--- BEGIN Records ---

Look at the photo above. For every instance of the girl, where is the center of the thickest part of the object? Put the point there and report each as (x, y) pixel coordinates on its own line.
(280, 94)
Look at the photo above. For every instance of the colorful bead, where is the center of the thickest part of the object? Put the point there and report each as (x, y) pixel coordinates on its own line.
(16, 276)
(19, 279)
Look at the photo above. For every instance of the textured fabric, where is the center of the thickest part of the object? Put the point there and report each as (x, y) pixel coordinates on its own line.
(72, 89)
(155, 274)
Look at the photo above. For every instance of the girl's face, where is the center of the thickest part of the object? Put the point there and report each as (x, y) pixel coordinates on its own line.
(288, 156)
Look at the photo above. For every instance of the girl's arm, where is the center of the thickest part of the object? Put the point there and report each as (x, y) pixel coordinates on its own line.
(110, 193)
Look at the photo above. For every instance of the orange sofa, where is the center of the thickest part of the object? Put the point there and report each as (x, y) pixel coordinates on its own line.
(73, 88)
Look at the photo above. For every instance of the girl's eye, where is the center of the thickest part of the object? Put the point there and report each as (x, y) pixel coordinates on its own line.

--- END Records ---

*What is needed*:
Repeat every line of the records above exactly.

*Answer to the task*:
Look at the photo above. For every instance of the girl, where is the center of the thickest part of the object? Put the point there and report each as (x, y) pixel coordinates on its own line.
(280, 94)
Look at the photo above. For every instance of the colorful bead, where is the center of the thickest part of the object? Put the point there and report each as (x, y) pixel coordinates on its own line.
(16, 276)
(19, 279)
Look at the photo above. For every instance of the textured fabric, where is the center of the thickest part of the object? Put the point there and report each as (x, y) pixel coordinates on its own line.
(72, 89)
(155, 274)
Look at the photo above. For every instance of the girl's face, where is the center of the thickest part of the object? Put the point there and report each as (x, y) pixel coordinates on its own line.
(288, 156)
Look at the photo above. For every instance of the girl's arm, where is the center of the thickest part of the object? Put the point there and report each as (x, y) pixel coordinates on its own line.
(110, 193)
Look at the photo above. For every instance of the orange sofa, where is the center of the thickest part of the object? Put the point there and report each as (x, y) pixel coordinates on its own line.
(73, 88)
Look at the photo above. For every instance of the girl's eye, where is the center of the thickest part of the object? Put the point there and report each as (x, y) pixel coordinates on its own line.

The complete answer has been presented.